■ THE RECORDS:
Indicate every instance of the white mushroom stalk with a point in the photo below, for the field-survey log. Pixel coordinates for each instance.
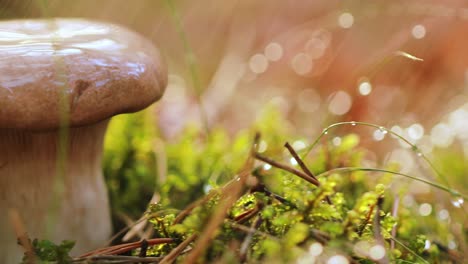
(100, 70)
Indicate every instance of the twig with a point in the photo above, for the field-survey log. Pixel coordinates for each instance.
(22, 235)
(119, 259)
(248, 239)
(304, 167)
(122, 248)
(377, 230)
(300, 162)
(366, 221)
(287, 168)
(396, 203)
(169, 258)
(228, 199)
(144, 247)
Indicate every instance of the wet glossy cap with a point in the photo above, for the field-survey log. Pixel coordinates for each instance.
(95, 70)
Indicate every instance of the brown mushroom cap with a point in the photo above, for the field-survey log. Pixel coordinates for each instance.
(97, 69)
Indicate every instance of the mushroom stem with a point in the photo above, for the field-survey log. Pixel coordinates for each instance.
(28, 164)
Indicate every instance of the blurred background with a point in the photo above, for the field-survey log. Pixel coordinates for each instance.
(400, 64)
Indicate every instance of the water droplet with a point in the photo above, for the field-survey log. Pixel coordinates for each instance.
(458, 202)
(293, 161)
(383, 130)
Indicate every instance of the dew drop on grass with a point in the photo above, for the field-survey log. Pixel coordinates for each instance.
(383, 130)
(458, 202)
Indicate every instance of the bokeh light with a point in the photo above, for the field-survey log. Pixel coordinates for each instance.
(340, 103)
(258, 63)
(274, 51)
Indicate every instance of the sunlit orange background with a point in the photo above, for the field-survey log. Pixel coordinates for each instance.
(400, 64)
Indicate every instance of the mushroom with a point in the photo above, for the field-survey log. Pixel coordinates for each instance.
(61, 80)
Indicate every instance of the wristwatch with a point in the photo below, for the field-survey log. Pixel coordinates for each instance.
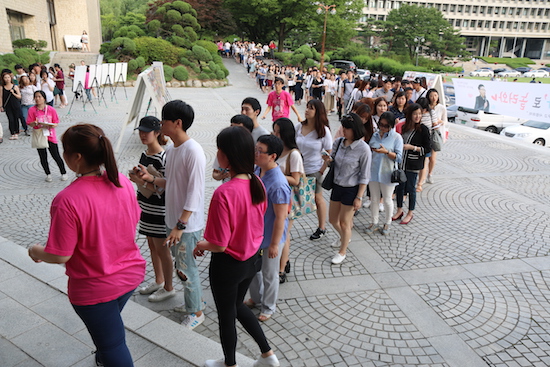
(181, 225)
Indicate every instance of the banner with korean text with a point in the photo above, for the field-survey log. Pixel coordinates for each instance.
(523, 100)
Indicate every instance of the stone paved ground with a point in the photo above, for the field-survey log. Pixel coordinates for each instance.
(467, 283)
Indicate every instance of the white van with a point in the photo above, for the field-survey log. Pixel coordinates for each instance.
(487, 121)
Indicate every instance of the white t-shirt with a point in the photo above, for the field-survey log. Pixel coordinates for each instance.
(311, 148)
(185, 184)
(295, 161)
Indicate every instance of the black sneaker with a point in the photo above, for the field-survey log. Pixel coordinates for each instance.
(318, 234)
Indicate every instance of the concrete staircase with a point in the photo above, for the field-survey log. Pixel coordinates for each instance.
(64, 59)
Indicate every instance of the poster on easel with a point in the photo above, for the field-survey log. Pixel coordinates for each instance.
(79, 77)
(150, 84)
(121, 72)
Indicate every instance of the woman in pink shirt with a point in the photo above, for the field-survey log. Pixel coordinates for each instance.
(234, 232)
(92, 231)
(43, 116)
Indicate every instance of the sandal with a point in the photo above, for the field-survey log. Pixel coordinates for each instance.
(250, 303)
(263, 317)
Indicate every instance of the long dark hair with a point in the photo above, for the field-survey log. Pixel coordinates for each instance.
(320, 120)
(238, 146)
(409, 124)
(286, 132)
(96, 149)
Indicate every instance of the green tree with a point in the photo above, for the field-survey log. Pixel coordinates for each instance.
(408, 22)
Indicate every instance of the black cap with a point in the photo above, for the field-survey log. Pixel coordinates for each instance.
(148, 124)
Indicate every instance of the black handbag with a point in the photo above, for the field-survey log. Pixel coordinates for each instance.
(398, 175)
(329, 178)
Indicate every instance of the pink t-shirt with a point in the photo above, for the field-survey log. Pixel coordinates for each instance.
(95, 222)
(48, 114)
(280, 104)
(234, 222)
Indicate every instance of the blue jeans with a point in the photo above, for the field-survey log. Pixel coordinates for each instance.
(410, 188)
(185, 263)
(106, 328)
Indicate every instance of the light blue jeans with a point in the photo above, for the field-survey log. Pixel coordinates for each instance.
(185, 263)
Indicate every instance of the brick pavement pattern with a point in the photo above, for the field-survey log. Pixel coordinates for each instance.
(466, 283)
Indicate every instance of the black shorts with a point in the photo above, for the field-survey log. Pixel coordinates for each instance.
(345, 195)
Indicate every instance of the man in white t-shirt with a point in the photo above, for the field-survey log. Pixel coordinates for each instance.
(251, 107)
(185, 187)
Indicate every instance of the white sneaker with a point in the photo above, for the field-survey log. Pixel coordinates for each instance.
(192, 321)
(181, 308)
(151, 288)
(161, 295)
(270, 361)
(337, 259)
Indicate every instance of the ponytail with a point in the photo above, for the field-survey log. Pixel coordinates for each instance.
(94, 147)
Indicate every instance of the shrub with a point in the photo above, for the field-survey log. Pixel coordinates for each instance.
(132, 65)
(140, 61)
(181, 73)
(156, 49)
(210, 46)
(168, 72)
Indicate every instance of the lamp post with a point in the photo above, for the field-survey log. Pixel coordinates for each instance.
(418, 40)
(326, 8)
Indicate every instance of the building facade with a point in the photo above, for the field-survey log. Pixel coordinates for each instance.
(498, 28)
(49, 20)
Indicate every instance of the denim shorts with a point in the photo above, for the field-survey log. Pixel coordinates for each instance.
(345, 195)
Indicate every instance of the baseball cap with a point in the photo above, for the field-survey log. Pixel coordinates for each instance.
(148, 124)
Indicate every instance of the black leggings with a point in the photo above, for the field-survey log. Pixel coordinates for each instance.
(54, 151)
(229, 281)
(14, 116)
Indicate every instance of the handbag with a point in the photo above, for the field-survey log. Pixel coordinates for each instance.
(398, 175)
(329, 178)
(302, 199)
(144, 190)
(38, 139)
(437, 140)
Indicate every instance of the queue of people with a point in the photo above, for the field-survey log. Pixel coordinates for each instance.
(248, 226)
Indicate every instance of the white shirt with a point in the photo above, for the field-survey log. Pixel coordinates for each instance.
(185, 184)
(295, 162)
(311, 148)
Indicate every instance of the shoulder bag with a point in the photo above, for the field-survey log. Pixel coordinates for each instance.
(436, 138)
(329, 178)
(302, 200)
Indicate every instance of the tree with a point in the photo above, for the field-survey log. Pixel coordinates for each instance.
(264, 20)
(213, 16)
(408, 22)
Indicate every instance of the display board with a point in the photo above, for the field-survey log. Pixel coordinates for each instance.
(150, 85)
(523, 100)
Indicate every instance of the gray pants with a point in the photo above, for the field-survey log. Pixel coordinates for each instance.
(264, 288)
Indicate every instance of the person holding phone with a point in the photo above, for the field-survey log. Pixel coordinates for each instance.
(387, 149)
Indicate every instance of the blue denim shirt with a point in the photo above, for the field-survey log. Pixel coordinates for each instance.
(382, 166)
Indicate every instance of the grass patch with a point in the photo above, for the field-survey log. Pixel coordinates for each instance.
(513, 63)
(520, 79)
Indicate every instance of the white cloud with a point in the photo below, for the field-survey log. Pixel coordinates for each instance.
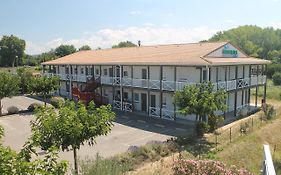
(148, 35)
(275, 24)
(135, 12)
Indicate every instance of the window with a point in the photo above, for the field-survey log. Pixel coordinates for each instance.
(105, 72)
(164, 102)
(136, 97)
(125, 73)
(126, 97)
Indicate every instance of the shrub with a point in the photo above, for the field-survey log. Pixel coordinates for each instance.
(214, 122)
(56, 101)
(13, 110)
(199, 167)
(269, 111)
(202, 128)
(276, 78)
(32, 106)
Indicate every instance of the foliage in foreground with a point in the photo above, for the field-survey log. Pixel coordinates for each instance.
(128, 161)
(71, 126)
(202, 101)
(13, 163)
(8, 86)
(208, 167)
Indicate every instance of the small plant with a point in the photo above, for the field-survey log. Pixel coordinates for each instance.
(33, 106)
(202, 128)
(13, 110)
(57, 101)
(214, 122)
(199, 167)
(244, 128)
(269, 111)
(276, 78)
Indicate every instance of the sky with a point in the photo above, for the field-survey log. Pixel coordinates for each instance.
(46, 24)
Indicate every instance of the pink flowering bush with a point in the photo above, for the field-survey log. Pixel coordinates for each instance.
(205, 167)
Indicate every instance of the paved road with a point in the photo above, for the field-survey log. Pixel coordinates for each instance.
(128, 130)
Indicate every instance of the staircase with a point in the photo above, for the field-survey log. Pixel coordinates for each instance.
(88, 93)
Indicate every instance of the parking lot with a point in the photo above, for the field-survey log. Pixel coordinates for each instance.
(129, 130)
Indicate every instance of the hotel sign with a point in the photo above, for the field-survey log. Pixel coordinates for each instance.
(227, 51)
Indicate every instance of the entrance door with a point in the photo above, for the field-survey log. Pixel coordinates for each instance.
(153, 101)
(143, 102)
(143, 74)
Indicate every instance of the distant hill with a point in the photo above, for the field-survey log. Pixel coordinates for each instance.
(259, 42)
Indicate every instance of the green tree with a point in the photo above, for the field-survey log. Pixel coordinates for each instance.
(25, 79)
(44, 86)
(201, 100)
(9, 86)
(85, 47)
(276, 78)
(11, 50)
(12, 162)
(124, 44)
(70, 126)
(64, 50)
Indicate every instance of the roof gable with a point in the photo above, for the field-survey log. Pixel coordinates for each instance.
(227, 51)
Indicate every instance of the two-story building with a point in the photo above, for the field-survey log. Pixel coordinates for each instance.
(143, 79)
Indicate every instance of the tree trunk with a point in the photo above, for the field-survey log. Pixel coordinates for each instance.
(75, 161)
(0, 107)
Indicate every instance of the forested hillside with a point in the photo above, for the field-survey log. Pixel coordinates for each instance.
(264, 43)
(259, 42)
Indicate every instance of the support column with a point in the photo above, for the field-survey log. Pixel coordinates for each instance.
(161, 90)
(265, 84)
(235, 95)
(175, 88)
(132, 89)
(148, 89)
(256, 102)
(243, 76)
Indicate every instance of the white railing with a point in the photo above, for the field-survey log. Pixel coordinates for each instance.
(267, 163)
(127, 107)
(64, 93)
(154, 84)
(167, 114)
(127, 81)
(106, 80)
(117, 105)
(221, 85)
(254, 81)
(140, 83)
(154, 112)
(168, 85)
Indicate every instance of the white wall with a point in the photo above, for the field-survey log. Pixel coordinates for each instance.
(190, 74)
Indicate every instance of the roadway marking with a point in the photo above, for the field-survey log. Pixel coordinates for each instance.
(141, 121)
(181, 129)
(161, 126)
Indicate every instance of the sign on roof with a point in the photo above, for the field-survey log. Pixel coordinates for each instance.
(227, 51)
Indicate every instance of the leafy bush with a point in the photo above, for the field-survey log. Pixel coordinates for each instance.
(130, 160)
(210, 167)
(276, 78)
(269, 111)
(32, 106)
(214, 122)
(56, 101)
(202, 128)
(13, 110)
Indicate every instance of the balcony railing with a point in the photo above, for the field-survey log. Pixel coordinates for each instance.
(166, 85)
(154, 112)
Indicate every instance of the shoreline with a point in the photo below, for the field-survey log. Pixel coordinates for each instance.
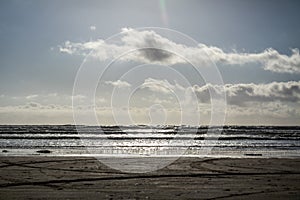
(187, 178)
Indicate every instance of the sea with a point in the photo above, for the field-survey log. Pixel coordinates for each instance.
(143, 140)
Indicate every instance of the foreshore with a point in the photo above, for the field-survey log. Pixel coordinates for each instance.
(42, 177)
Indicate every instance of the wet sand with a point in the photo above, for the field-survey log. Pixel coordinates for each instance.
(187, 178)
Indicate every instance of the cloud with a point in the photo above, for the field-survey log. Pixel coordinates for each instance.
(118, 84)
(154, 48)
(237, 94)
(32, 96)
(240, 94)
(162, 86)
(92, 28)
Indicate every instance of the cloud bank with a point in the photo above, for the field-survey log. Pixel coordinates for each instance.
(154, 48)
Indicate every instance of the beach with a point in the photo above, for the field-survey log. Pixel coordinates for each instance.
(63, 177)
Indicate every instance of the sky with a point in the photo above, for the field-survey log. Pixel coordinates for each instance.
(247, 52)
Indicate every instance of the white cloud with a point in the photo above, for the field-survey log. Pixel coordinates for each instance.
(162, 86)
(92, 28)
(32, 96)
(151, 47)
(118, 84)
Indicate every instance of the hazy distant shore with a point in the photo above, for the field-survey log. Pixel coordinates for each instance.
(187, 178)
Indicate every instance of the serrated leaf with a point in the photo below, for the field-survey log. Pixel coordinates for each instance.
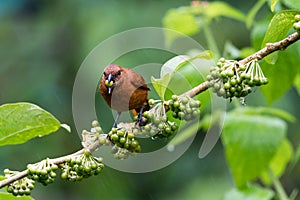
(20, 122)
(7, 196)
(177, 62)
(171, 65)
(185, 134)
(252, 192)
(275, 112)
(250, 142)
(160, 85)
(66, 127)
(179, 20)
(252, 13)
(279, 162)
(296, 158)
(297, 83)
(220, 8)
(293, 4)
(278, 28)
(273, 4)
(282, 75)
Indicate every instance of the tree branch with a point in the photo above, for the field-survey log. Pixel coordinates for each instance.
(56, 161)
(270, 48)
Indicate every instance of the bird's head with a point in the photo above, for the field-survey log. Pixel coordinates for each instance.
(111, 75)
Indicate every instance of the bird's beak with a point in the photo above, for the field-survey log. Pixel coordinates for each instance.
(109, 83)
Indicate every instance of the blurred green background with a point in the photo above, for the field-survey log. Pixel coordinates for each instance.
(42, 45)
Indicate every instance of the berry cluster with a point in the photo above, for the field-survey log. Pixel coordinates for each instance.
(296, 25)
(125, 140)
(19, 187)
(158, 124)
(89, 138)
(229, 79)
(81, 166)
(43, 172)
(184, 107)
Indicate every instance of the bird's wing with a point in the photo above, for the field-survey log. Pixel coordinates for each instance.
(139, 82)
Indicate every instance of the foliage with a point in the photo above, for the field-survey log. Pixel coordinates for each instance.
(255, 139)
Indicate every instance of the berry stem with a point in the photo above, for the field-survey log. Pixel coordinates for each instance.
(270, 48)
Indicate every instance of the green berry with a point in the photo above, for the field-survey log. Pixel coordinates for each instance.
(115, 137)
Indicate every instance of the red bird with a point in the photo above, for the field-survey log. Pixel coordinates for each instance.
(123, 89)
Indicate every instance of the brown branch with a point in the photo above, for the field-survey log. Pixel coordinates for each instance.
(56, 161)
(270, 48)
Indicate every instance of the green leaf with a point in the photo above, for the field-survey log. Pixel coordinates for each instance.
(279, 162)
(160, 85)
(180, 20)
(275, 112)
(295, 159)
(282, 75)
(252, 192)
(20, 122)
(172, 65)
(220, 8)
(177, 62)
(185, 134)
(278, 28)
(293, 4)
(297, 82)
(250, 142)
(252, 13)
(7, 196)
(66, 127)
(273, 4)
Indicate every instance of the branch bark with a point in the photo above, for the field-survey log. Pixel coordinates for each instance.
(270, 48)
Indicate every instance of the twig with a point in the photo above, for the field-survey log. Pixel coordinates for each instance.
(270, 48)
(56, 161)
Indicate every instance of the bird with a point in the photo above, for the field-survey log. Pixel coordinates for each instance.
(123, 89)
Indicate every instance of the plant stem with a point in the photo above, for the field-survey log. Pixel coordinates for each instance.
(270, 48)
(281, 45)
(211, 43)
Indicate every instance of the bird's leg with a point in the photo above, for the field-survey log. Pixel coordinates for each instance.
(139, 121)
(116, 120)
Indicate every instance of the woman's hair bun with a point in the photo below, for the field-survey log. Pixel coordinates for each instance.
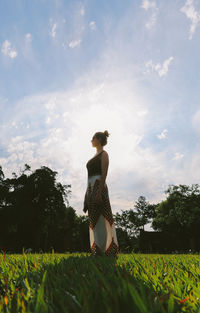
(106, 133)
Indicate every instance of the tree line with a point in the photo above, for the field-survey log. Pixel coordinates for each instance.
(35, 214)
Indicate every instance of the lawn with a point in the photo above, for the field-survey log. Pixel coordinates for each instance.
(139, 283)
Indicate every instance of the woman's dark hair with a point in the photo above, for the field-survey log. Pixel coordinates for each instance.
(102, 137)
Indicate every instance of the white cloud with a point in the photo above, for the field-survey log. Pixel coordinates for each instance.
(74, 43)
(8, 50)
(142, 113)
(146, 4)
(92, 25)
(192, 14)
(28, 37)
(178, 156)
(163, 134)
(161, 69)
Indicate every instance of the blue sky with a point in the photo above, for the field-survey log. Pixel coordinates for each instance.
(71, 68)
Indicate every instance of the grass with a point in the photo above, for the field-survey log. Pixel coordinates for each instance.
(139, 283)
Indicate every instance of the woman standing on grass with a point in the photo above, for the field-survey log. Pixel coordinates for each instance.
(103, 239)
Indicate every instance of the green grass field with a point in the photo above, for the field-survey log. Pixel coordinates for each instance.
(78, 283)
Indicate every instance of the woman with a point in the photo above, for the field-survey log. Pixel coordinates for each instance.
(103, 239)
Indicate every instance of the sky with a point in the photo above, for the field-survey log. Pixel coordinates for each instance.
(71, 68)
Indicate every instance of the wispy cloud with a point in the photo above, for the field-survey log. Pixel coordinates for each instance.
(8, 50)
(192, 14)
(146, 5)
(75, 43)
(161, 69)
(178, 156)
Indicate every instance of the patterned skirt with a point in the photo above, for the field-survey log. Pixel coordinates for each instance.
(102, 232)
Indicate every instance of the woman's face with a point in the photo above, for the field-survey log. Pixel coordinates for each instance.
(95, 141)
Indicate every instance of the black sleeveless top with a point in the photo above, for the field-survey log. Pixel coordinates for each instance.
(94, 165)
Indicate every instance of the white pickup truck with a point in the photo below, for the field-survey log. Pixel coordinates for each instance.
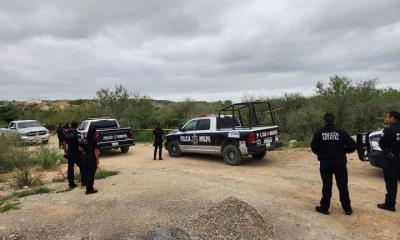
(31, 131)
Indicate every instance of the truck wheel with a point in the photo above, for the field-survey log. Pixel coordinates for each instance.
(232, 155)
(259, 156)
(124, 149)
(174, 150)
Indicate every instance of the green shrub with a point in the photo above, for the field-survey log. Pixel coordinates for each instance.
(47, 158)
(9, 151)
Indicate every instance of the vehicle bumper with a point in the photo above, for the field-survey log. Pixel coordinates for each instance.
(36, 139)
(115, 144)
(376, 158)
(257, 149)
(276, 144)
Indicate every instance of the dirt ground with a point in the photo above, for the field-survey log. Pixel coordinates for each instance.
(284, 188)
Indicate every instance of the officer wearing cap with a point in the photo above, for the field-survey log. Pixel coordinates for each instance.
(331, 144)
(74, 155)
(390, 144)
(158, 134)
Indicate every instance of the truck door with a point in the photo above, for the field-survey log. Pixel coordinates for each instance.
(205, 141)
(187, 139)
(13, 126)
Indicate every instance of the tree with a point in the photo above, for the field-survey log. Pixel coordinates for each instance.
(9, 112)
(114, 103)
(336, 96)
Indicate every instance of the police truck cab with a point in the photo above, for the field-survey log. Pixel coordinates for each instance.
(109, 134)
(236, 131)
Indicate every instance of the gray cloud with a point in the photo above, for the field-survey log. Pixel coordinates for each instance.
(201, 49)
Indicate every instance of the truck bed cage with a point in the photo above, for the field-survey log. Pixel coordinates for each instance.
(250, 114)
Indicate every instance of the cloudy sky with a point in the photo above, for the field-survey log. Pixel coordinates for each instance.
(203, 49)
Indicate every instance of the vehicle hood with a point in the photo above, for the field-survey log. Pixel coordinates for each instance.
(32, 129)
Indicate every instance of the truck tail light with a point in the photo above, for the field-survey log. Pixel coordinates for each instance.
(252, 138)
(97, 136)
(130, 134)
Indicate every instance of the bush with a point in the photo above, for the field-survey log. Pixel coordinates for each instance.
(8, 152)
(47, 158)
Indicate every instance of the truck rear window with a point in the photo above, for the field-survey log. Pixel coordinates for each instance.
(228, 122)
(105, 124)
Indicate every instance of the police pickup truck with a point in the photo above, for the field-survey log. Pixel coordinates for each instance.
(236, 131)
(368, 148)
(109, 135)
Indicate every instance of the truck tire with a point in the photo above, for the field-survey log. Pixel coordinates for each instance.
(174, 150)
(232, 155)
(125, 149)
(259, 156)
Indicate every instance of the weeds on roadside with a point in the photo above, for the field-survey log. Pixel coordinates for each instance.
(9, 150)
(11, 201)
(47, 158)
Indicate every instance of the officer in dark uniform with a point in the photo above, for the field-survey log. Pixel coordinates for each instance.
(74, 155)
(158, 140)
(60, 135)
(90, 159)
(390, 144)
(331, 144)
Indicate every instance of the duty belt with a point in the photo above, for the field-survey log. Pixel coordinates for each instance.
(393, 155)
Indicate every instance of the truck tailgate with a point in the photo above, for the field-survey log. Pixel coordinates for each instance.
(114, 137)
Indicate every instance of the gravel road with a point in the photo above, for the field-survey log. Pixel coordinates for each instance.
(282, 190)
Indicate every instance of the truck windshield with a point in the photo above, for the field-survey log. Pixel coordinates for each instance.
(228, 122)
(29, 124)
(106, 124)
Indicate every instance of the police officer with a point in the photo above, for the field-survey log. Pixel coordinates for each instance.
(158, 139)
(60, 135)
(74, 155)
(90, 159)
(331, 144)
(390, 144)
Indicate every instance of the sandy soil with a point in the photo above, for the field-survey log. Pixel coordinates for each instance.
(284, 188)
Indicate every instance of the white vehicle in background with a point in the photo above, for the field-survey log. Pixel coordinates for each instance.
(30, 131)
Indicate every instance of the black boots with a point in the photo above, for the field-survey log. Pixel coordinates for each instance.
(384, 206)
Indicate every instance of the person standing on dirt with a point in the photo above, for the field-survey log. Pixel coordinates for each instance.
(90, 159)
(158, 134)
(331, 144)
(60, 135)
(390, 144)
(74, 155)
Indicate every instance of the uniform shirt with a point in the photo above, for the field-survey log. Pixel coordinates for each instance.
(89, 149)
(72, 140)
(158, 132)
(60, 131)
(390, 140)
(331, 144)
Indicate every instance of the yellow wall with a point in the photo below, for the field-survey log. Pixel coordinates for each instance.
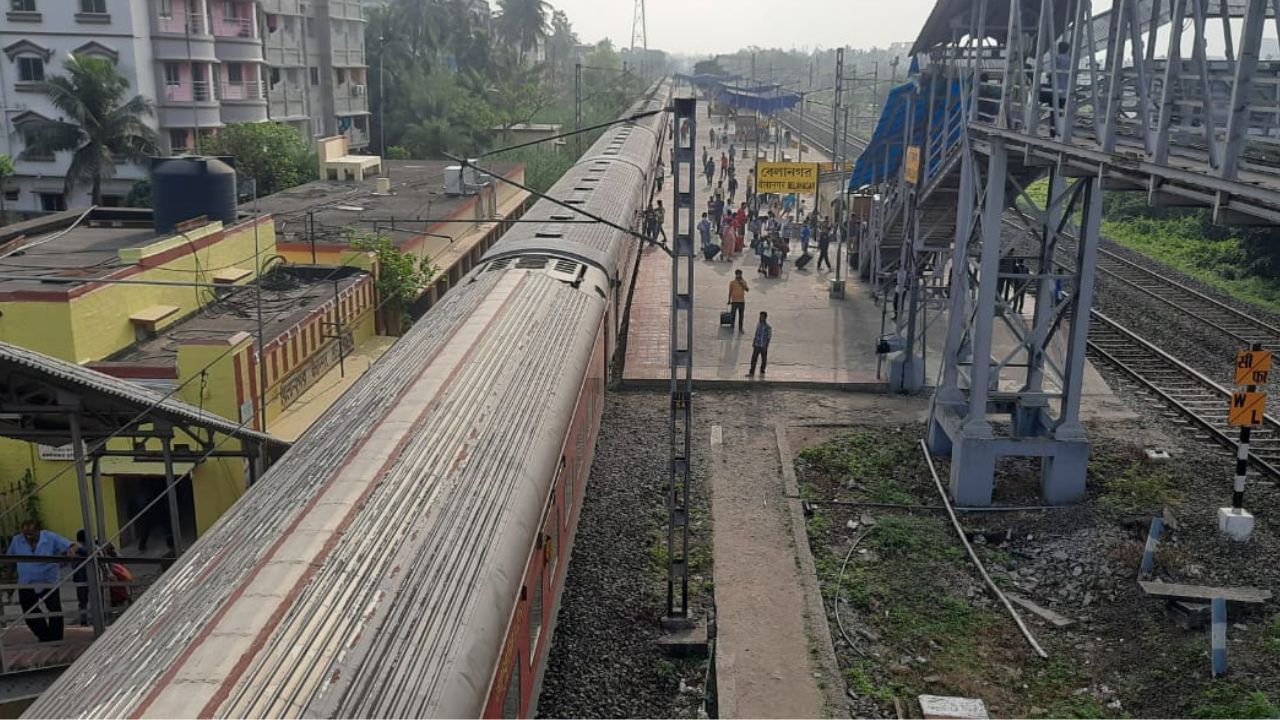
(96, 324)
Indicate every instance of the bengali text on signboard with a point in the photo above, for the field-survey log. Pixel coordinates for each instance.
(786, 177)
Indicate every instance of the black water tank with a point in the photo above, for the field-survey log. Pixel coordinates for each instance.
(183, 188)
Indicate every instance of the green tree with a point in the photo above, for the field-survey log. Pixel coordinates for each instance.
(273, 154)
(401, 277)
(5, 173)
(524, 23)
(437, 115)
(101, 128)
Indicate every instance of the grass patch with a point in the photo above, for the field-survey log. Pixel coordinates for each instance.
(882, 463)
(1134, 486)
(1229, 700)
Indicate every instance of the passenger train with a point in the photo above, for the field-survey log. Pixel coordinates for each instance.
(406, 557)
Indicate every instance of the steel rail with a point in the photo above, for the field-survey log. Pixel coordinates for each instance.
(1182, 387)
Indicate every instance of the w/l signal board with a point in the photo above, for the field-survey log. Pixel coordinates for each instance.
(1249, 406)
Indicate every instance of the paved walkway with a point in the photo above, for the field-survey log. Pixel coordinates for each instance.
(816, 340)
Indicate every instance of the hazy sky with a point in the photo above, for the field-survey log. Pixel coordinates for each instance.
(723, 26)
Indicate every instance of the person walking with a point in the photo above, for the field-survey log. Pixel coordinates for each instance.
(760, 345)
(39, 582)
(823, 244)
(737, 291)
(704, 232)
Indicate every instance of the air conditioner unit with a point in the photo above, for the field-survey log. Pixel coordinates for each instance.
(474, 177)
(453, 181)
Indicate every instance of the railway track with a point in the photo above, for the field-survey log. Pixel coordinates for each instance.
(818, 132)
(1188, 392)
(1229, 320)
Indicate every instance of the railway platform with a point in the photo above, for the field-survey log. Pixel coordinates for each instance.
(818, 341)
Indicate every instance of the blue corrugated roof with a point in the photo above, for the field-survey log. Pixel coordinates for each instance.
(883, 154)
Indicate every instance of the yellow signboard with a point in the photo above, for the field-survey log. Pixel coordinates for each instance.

■ WRITTEN EXERCISE:
Reproduce verbatim the stretch from the line containing "Indicate every instance of the air" through the final line of the records, including both of those lines.

■ TASK RESULT:
Indicate every instance of the air conditioner unit with a point in the photo above, for the field-survey log. Pixel coordinates for each instance.
(474, 177)
(453, 181)
Indicate every instance of the railway track with a point in the photo above, for the field-survey log. Pixel coordinates for each instance.
(818, 132)
(1188, 392)
(1229, 320)
Indicate every instance of the railway platform with a point in the photo above, for the field-survey log. Pixel coordinates for each instance.
(818, 341)
Indicate every instance of the blue corrugated roof with a point in the photo above, for the field-survey log. Pixel coordinates for each instance.
(883, 154)
Indicate every instance of the yellow signboard with a point in the photo above, for the field-survey log. Pixel coordinates for each instance.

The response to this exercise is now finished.